Instructions:
[1] Reproduce the passage of the abstract on aging clocks from "The End of Aging" to "R.; Galkin, F.".
[2] In the abstract on aging clocks, what mean absolute error did the model reach in epigenetic age prediction after reinforcement fine-tuning?

Given text:
The End of Aging Clocks: Training Foundation Models to Reason in Aging and Longevity
Zhavoronkov, A.; Aladinskyi, V.; Aliper, A.; Miftakhutdinov, Z.; Reymond, M.; Naumov, V.; Zagirova, D.; Pushkov, S.; Sidorenko, D.; Shayakhmetov, R.; Galkin, F.
Show abstract
The aging clock paradigm has yielded dozens of specialist models that can estimate chronological age or mortality from virtually any biodata type. Yet each such model operates within a fixed modality, relies on a predetermined feature set, and produces limited biological interpretation. Here, we report Longevity-LLM v0.1, a Qwen3-14B model fine-tuned through supervised and reinforcement learning regimes on DNA methylation, proteomics, clinical biomarker, and RNA expression data. Longevity-LLM achieves high ranks in the recently announced Longevity Bench, including such tasks as cancer survival and RNA- or proteome-based age prediction. After reinforcement fine-tuning, the model achieved a 4.34-year MAE in epigenetic age prediction, surpassing the Horvath multi-tissue clock. In addition to age prediction, Longevity-LLM can carry out numerous other tasks, including proteomic profile generation, for which it significantly outperforms all frontier LLMs. These results demonstrate that a single modestly sized LLM can match or replace purpose-built aging clocks across data modalities. This work constitutes an interim report from the initial sprint of our Multi-Modal AI Gym for Science (MMAI), an initiative dedicated to building foundation models for drug discovery and aging research.

Information provided:
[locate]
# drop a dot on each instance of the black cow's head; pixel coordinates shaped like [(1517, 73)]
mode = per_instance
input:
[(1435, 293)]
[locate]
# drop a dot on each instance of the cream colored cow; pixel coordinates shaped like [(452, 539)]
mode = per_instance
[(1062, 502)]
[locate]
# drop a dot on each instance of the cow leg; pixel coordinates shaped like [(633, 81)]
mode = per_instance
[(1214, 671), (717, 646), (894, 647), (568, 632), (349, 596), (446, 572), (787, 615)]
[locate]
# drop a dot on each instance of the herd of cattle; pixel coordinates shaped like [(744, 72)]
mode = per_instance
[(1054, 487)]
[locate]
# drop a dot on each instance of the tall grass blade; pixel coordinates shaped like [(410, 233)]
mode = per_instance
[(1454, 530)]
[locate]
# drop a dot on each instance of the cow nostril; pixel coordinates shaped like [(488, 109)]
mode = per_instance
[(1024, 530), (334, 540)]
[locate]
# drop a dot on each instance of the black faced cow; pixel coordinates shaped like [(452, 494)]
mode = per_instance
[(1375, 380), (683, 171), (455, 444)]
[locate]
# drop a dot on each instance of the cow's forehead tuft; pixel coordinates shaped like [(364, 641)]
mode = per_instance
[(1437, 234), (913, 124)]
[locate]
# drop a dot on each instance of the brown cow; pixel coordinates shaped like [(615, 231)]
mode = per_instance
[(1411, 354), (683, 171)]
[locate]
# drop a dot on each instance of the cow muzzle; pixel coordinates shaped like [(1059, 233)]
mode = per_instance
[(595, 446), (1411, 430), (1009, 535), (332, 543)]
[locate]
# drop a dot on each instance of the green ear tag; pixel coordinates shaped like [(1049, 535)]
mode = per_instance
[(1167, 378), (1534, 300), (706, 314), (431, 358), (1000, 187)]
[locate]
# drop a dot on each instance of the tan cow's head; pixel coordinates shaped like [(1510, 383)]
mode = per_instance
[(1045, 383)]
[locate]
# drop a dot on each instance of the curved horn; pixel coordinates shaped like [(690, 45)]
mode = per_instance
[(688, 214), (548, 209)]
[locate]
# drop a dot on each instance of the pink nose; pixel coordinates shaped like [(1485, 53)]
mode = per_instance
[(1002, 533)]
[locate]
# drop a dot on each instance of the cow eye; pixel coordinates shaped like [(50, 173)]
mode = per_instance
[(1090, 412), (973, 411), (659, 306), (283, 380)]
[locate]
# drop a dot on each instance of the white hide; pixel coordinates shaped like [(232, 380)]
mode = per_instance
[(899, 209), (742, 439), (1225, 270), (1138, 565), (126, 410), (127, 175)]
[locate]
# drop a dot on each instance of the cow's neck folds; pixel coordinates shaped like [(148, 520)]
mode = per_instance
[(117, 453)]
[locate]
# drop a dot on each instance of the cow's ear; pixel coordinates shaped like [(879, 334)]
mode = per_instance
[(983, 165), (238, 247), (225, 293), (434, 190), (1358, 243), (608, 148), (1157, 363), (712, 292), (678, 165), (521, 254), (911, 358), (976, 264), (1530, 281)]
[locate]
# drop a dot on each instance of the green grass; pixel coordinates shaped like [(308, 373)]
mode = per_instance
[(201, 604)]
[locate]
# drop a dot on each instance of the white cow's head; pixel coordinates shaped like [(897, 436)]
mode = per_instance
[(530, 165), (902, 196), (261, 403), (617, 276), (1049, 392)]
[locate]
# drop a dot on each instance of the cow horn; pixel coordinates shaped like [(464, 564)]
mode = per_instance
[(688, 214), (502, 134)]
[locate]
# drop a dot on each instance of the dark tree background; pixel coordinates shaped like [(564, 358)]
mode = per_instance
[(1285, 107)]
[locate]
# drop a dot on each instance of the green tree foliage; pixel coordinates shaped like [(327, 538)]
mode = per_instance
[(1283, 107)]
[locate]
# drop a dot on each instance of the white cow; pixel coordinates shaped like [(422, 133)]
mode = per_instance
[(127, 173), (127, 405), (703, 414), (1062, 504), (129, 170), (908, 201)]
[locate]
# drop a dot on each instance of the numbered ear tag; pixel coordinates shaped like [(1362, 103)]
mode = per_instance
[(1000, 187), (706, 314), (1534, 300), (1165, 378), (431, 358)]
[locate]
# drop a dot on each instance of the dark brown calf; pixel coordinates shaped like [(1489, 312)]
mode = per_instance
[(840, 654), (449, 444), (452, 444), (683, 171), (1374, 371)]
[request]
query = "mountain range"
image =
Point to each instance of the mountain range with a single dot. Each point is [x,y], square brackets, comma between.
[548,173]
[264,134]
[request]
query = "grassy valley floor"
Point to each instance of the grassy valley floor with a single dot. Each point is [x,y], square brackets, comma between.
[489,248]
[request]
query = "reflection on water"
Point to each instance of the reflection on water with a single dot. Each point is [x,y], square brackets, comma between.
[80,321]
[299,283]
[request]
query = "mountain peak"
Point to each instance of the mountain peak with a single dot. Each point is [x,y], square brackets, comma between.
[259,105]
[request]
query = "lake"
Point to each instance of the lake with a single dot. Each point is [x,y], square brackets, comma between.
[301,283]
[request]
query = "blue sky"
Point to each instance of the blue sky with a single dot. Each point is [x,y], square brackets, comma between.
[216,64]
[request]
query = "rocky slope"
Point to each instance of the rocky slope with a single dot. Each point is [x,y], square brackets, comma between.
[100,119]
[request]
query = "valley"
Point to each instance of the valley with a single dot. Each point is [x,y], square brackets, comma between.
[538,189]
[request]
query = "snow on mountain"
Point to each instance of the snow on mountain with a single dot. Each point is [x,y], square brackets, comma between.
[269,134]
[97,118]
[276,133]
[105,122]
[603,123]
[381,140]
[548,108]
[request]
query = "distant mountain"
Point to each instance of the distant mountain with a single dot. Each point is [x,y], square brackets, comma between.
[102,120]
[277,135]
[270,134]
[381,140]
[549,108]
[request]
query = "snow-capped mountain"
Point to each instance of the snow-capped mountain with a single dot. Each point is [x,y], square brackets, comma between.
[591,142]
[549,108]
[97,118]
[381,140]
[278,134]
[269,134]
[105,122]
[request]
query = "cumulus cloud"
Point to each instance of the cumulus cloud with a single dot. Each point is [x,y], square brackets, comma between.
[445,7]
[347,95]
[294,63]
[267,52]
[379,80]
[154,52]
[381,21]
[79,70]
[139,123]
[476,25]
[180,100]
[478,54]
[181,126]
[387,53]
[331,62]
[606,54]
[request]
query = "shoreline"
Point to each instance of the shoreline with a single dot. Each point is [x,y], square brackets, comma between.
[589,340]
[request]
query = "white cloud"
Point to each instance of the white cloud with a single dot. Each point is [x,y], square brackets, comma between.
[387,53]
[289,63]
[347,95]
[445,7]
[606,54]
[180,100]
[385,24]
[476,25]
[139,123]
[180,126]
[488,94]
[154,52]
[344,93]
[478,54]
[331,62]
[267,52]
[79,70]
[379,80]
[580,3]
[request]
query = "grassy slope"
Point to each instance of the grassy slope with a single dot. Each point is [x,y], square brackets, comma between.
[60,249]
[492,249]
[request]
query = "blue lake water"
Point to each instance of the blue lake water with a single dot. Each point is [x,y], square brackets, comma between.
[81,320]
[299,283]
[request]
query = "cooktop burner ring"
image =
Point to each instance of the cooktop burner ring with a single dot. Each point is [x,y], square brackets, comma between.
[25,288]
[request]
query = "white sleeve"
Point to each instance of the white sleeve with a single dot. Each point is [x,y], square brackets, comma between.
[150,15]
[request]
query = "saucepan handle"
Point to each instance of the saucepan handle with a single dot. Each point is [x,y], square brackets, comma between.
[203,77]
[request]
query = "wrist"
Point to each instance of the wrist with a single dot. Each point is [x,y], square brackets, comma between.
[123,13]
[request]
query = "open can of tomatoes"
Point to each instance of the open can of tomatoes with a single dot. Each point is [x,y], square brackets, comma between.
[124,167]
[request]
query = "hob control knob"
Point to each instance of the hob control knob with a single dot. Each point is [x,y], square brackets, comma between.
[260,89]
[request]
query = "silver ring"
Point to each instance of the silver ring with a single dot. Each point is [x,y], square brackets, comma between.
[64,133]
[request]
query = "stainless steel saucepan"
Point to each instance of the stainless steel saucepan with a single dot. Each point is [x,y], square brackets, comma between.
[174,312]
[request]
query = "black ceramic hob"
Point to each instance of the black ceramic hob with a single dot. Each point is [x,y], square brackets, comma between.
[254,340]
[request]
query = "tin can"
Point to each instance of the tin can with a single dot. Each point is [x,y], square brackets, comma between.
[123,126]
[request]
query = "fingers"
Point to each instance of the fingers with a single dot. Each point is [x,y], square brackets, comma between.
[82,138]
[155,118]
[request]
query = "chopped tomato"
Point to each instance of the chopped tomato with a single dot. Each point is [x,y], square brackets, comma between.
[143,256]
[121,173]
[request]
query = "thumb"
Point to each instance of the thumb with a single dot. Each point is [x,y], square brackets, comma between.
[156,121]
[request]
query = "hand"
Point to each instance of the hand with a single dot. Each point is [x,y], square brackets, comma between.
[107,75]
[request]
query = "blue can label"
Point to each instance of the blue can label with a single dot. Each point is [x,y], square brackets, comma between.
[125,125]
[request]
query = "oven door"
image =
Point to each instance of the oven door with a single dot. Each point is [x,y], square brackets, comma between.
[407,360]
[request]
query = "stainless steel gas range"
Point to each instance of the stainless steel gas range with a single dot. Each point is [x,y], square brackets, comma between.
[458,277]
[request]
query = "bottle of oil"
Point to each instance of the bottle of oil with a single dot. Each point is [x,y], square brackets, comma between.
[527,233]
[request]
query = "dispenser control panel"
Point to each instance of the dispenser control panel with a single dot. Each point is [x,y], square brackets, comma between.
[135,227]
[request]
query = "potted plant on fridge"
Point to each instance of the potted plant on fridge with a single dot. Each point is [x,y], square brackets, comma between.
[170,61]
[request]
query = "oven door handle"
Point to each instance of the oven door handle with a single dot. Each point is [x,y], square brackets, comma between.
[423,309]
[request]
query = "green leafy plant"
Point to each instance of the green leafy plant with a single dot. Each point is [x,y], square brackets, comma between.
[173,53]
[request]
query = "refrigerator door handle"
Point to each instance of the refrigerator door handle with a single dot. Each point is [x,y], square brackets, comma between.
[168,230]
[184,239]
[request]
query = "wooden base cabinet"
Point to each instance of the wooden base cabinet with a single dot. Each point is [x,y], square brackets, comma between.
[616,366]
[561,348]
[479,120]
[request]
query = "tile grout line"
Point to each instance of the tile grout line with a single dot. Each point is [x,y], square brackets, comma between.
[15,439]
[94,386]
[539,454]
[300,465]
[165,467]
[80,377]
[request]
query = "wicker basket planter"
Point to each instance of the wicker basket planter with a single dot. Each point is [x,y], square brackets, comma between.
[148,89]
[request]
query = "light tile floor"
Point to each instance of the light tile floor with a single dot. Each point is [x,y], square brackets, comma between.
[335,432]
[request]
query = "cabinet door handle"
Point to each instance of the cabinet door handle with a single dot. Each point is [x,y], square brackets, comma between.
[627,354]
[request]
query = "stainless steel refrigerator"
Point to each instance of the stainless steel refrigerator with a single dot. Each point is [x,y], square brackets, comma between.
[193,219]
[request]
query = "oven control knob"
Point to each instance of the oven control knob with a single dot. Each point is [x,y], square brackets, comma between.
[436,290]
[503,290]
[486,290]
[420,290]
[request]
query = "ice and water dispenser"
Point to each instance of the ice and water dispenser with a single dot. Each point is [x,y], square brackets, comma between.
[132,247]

Answers for each item:
[1]
The End of Aging Clocks: Training Foundation Models to Reason in Aging and Longevity
Zhavoronkov, A.; Aladinskyi, V.; Aliper, A.; Miftakhutdinov, Z.; Reymond, M.; Naumov, V.; Zagirova, D.; Pushkov, S.; Sidorenko, D.; Shayakhmetov, R.; Galkin, F.

[2] 4.34 years